◆ **Mask labeling examples**:
◇ ◇ ◇ ◇ ◇ ◇ ◇

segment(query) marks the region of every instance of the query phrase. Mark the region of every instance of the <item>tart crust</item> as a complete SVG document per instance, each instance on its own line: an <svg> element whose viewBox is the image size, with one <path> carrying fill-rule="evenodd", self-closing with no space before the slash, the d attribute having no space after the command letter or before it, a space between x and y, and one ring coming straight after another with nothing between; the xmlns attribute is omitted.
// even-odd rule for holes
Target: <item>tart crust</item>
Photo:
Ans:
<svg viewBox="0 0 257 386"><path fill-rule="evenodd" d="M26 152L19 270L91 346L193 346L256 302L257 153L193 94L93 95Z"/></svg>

◇ ◇ ◇ ◇ ◇ ◇ ◇

◆ **Task prompt**: Duplicate the records above line for line, with no changes.

◆ **Output below**:
segment(query) marks the region of every instance of the query phrase. Mark the region of every instance of the <item>tart crust</item> as a complete SVG document per instance, each instance on its own line: an <svg> element whose viewBox is the image size, with one <path> carrying fill-rule="evenodd", self-closing with no space before the slash, the d attribute having no space after the command letter or before it, a space between x and y, and one ring coming straight after another with nothing between; the xmlns attribute is omitted.
// even-odd rule for holes
Target: <item>tart crust</item>
Photo:
Ans:
<svg viewBox="0 0 257 386"><path fill-rule="evenodd" d="M26 152L19 270L91 346L193 346L256 302L257 153L193 94L93 95Z"/></svg>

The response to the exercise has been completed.